- [Task description] Repeat exactly the lines below that lie between the line with "Target: fence post" and the line with "Mark one point on every instance of the mazda", counting both of those lines as part of the answer.

BEGIN Provided information

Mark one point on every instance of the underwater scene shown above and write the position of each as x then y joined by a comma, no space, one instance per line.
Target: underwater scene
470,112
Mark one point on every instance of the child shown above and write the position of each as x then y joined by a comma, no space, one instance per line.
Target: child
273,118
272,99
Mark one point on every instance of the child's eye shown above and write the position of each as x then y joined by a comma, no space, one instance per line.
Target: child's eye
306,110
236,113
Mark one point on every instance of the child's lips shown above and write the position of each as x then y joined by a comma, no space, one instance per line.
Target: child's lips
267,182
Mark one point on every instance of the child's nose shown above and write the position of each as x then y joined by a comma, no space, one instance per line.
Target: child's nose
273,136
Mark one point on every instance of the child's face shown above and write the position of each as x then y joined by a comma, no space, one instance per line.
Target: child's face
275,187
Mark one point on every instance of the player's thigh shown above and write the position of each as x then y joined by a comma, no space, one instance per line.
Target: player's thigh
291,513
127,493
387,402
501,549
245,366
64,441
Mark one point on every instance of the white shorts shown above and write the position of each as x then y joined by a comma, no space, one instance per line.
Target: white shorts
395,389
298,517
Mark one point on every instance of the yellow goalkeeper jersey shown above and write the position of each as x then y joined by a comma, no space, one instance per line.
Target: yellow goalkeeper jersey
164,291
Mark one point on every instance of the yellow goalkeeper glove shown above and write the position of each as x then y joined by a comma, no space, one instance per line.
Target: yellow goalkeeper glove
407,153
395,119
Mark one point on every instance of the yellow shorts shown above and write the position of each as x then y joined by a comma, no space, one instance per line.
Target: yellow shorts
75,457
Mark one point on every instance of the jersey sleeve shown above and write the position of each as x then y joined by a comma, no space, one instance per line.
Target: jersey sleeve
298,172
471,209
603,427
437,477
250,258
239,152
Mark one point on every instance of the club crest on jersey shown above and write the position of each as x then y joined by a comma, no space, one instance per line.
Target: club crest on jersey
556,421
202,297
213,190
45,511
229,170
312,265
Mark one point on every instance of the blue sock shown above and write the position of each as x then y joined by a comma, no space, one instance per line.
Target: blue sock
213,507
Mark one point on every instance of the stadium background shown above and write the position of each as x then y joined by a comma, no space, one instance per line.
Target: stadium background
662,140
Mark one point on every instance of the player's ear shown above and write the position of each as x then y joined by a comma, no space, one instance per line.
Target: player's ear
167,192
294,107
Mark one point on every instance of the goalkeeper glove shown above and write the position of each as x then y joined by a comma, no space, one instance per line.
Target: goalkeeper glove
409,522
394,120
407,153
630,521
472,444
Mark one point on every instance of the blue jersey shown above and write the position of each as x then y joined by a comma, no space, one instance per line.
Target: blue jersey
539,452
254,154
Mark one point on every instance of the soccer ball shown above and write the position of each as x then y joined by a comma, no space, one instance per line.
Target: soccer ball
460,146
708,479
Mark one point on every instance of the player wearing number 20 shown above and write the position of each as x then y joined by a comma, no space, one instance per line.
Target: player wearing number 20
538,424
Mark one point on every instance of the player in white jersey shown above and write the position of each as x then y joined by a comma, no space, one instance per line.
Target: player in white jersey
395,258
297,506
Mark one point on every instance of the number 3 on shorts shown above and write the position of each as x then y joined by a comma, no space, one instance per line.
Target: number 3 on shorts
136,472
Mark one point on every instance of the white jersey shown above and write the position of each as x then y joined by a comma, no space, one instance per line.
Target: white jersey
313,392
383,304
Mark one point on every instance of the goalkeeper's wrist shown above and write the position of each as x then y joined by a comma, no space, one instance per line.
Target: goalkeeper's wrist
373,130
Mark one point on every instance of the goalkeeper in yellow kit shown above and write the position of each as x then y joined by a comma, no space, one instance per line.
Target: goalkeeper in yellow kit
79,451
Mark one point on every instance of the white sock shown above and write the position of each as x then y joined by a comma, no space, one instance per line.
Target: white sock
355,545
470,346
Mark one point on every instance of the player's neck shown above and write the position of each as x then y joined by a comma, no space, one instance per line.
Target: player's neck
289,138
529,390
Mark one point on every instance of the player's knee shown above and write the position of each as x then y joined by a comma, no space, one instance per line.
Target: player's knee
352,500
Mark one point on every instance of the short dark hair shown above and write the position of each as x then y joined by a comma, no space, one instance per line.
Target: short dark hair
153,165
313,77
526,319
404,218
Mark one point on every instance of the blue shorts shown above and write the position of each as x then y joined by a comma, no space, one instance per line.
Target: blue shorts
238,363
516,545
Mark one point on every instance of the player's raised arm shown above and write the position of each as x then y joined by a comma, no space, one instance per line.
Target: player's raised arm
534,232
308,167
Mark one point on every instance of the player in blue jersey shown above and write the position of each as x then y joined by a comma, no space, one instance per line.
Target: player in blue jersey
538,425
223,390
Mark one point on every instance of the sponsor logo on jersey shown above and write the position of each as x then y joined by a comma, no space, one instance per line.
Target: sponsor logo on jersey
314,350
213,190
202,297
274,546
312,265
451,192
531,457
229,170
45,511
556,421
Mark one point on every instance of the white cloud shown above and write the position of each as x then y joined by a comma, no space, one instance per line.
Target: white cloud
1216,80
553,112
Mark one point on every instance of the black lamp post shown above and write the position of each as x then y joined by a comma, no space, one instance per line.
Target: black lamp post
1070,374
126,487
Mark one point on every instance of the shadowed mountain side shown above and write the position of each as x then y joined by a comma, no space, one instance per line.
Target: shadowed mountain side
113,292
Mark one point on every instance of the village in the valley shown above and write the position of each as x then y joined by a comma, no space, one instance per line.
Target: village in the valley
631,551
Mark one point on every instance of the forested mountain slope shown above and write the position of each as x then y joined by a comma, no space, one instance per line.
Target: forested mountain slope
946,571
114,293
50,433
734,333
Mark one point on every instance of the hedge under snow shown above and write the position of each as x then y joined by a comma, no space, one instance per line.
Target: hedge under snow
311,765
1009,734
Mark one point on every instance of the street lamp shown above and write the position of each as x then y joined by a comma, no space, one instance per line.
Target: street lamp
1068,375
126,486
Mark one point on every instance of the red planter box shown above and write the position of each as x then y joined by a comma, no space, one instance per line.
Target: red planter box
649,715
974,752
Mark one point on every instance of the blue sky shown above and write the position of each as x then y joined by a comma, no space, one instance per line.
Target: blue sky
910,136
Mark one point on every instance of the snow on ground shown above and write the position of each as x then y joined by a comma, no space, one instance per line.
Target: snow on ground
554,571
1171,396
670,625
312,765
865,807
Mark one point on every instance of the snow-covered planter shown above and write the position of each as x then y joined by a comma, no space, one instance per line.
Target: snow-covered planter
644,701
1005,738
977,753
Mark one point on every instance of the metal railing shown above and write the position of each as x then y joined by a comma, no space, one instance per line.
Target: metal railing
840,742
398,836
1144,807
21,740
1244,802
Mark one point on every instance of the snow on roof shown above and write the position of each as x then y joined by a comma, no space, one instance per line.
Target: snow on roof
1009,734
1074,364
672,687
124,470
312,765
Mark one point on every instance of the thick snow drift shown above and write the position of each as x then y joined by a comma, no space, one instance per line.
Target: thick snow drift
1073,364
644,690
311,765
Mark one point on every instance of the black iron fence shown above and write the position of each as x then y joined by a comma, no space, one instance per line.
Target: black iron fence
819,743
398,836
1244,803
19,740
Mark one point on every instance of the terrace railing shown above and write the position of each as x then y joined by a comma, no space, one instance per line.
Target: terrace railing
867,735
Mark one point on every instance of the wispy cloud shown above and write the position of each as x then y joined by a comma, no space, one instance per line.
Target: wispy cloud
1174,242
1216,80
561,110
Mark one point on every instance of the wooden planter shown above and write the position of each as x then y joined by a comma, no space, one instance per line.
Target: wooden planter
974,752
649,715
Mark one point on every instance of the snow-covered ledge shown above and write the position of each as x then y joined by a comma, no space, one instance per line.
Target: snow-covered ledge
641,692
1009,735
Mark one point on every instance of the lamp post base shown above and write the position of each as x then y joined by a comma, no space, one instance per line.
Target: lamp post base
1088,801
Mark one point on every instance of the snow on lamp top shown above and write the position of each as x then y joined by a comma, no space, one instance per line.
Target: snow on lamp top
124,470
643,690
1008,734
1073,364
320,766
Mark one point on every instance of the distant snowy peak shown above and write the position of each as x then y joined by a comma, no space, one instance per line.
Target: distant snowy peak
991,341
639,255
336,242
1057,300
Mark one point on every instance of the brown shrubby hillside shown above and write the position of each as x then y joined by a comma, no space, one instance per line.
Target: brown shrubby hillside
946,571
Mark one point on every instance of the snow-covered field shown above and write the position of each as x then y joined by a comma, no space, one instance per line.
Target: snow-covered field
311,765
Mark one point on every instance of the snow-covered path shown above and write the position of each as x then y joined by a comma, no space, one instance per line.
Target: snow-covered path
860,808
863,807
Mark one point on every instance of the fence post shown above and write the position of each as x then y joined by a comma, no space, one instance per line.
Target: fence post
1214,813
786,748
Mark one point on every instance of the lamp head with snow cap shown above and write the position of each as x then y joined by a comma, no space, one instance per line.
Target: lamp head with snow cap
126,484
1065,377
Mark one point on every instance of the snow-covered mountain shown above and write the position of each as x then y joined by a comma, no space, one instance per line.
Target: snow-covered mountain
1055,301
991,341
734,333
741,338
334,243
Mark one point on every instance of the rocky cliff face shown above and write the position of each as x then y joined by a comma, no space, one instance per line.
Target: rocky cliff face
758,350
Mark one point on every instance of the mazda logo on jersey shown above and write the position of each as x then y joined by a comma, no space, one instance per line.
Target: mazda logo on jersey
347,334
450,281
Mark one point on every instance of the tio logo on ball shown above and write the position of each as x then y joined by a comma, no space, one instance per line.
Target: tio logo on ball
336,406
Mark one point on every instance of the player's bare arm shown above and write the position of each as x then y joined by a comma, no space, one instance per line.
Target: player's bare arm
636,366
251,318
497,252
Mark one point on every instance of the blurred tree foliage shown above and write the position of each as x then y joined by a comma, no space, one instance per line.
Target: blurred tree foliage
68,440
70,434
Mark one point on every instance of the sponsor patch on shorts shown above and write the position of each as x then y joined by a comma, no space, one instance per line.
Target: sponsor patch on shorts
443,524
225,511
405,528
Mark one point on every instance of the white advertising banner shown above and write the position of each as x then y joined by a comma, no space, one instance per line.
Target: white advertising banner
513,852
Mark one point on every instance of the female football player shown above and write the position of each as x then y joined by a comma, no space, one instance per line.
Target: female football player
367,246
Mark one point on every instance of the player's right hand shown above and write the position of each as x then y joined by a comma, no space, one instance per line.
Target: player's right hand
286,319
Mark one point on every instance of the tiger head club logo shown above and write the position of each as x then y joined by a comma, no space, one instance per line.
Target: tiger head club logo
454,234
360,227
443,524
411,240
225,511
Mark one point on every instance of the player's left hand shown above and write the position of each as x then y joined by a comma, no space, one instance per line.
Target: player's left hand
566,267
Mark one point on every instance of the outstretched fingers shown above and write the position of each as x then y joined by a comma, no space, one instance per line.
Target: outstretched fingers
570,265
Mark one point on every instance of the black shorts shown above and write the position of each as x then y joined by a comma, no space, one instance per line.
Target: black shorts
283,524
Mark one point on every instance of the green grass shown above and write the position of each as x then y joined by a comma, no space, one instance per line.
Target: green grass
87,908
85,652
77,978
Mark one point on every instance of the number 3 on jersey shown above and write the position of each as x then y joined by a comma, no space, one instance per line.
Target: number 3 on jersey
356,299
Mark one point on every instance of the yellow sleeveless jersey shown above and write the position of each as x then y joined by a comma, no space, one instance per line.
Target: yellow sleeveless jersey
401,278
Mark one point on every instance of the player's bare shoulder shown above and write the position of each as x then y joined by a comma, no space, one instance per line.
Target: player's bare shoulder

END Provided information

- [Solved problem]
Target: fence post
1214,813
786,748
Mark one point on every instance of the lamp head with snow cap shown above and write the position of each as x then y joined by a comma, no space, one instance per line.
Target: lamp head with snow cap
126,484
1065,377
Mark one point on every instance of the snow-covered mountain shown above and write the position of each as x then y joined by a comma, no space, one instance per line.
Target: snow-covered mountain
1055,301
991,341
734,333
741,338
334,243
Mark one point on every instance of the rocky cliff face shown above and write the position of each as x then y joined by a comma, no space, one instance per line.
Target: rocky cliff face
758,350
Mark one point on every instance of the mazda logo on jersey shown above and write the position of each as x then y joined by a comma, no space, one instance per line.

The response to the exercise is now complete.